- MATERIAL FOR THE TASK -

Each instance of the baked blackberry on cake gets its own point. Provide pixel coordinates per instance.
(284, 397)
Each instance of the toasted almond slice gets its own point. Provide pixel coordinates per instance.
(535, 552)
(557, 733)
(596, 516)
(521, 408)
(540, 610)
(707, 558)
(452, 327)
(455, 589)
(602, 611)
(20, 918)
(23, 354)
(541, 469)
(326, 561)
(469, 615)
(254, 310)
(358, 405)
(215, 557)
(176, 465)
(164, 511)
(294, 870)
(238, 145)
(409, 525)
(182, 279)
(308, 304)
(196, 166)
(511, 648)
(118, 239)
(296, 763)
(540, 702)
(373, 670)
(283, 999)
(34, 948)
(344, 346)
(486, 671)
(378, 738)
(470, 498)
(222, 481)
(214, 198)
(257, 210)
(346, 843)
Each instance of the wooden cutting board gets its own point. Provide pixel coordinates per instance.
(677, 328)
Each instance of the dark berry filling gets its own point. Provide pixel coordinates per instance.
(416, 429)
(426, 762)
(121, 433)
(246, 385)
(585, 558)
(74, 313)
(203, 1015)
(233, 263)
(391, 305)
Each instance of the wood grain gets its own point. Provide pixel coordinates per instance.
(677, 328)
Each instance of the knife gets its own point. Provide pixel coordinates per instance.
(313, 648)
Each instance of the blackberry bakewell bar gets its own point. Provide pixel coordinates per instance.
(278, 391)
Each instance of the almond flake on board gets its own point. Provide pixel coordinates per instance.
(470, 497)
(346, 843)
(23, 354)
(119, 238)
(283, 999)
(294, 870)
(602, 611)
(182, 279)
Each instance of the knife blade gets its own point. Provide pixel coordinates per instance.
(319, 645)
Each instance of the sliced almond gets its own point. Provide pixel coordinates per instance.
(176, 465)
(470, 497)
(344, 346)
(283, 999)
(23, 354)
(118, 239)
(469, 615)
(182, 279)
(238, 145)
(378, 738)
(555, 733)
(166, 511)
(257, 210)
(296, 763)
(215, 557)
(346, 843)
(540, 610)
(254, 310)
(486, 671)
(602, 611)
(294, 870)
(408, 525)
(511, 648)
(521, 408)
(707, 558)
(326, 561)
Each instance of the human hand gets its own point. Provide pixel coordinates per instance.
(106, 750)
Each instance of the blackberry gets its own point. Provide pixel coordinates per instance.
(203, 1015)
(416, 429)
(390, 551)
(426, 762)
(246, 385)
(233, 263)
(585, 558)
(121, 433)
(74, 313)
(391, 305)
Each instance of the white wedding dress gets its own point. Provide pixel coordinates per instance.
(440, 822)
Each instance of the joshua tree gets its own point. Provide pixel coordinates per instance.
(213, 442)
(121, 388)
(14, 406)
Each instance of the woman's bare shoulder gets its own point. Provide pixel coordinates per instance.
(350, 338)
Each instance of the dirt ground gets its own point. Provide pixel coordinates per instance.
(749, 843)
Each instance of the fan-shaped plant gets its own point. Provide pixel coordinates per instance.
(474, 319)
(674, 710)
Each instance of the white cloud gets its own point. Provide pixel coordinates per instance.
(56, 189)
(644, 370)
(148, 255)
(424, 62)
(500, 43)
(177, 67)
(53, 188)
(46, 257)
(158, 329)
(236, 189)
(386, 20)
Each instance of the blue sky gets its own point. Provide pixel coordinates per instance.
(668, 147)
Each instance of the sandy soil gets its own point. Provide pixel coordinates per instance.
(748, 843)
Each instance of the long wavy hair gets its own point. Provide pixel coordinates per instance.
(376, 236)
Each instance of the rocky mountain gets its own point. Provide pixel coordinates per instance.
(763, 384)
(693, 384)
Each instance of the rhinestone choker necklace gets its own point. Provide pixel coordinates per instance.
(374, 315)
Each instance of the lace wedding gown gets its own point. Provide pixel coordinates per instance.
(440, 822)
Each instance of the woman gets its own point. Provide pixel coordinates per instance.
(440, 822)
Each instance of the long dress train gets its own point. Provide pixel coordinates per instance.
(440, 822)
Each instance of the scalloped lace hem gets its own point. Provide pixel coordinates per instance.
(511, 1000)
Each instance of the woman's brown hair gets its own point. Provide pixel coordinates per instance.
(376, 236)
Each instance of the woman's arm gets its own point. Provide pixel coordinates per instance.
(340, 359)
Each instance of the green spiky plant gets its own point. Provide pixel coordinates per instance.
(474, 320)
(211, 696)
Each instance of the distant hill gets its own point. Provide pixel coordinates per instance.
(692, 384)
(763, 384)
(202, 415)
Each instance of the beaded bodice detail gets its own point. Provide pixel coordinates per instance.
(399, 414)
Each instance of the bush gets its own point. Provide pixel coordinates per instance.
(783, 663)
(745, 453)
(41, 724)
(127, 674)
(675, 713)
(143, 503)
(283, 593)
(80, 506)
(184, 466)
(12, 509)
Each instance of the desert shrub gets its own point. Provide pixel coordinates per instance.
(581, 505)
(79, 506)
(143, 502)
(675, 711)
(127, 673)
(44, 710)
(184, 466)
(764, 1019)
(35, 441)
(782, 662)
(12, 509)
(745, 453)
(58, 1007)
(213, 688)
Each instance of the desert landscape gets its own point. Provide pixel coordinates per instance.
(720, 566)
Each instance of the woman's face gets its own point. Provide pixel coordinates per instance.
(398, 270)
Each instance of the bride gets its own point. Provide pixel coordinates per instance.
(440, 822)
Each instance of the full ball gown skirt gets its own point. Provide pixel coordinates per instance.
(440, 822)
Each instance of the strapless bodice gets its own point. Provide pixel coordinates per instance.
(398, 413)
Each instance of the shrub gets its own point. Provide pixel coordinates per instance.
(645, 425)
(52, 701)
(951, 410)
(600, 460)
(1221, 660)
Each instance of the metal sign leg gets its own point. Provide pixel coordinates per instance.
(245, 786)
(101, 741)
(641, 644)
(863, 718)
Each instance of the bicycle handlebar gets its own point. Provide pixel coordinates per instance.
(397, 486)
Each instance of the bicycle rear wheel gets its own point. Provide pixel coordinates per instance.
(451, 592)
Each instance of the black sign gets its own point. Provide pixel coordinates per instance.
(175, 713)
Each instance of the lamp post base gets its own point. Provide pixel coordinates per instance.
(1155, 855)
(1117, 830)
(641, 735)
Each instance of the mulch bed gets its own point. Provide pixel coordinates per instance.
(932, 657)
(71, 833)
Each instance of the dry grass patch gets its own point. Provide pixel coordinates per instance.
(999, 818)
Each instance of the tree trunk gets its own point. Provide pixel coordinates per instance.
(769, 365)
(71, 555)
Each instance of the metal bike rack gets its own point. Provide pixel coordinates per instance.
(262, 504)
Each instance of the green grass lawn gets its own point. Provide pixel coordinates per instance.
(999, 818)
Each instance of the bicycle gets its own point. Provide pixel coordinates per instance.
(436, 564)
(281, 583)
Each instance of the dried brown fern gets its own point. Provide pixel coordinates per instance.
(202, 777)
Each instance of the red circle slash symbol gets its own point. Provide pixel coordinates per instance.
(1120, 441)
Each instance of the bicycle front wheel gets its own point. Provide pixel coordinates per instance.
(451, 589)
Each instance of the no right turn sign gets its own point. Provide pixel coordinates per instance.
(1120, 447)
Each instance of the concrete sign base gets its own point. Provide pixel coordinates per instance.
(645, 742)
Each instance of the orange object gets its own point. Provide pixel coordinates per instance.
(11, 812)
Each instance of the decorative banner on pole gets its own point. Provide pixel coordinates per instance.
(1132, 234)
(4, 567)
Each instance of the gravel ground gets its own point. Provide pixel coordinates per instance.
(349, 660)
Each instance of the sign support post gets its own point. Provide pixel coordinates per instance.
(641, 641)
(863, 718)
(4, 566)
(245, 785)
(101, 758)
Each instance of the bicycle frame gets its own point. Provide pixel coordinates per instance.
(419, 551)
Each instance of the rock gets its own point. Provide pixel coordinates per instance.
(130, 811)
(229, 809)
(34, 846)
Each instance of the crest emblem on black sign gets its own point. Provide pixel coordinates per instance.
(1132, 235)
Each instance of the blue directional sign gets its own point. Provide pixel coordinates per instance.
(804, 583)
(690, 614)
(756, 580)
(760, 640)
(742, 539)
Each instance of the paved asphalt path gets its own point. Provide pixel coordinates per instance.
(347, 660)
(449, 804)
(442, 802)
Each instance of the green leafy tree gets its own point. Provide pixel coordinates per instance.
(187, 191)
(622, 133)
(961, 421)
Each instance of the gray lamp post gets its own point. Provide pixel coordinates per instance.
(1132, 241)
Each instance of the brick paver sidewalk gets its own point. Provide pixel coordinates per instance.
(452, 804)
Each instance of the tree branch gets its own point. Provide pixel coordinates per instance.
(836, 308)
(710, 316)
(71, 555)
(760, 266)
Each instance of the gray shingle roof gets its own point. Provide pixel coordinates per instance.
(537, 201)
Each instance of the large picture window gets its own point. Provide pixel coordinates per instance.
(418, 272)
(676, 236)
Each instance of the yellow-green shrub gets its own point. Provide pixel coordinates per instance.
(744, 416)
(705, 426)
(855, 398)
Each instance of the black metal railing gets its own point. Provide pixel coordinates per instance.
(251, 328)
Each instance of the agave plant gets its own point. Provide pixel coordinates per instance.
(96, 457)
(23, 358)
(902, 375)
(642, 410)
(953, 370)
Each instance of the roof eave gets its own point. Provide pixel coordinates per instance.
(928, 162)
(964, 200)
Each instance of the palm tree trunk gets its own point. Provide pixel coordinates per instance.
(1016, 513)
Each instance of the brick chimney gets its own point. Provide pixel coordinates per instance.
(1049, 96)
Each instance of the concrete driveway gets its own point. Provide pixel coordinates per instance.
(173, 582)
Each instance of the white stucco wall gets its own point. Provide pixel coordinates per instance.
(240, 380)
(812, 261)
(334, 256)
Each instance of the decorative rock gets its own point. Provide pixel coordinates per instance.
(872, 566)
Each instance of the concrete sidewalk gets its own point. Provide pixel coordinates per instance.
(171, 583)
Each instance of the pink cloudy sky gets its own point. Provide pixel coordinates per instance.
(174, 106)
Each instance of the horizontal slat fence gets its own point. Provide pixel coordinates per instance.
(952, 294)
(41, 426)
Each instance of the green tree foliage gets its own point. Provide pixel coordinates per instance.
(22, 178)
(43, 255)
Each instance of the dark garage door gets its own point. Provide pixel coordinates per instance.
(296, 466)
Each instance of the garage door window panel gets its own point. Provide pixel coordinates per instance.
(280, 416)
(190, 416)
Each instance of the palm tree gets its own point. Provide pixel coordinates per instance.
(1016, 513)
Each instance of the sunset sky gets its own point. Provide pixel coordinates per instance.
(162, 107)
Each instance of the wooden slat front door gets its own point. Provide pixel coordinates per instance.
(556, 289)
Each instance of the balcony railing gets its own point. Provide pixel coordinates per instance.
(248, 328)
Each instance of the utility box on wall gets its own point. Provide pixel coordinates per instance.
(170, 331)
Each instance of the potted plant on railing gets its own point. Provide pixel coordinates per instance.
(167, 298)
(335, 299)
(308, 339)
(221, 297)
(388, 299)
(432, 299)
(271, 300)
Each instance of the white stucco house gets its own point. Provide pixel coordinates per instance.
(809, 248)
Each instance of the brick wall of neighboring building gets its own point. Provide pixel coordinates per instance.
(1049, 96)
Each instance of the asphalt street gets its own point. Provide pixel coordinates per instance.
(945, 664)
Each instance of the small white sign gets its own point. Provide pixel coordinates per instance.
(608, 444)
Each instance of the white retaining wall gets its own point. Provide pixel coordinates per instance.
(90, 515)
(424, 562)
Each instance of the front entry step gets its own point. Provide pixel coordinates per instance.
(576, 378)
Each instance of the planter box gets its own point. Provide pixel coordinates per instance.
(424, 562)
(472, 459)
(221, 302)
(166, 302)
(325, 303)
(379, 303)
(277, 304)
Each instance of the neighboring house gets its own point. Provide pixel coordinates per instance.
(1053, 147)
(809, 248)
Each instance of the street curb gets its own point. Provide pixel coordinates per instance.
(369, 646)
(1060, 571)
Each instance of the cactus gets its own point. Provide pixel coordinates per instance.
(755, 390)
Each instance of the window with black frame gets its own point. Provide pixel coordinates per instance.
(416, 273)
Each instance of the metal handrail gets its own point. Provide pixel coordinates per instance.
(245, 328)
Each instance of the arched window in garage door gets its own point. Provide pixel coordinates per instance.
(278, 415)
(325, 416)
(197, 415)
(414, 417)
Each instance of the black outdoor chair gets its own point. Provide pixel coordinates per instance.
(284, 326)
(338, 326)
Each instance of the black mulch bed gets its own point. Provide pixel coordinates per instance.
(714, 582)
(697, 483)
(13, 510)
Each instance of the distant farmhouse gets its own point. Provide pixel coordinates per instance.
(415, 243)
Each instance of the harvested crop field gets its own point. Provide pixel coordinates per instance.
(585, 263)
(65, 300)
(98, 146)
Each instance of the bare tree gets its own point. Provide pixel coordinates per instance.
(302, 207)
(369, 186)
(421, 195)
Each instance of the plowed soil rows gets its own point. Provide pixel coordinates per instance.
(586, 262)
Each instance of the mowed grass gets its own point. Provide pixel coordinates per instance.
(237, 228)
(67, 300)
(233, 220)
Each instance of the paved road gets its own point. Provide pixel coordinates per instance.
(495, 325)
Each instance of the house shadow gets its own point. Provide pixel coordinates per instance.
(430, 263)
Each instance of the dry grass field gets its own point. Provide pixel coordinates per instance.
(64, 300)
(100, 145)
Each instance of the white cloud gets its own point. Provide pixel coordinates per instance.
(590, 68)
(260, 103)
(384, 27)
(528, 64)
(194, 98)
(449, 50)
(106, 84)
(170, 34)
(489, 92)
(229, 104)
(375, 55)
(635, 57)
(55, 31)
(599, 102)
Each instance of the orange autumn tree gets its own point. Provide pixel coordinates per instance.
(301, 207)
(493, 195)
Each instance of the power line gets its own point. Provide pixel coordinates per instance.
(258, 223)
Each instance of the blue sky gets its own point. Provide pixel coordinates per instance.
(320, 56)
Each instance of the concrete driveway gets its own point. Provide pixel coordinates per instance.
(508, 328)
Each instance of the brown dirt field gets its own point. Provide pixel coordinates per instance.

- WRITTEN EXERCISE -
Print exactly the lines from the one with "Each instance of the paved road" through the end of the data, inclusive.

- FINISHED EXERCISE -
Each instance of the paved road gets its own point. Provide pixel coordinates per instance.
(495, 325)
Each instance of the house shadow gets its own point. Provide pixel coordinates per instance.
(430, 263)
Each instance of the dry grass field gets its own point. Provide pixel coordinates per instance.
(64, 300)
(100, 145)
Each instance of the white cloud gets its own point. Provide pixel coordinates per instance.
(590, 68)
(260, 103)
(384, 27)
(528, 64)
(194, 98)
(449, 50)
(106, 84)
(170, 34)
(489, 92)
(229, 104)
(375, 55)
(635, 57)
(55, 31)
(599, 102)
Each instance of the orange autumn tree gets its own point. Provide pixel coordinates per instance.
(301, 207)
(493, 195)
Each instance of the power line gets its own point. Provide pixel coordinates per instance.
(258, 223)
Each instance of the blue sky gets its own point. Provide pixel coordinates per instance.
(320, 56)
Each instance of the concrete driveway gets its own point. Provide pixel coordinates per instance.
(508, 328)
Each instance of the brown dirt field gets its own point. Provide pixel coordinates per instance.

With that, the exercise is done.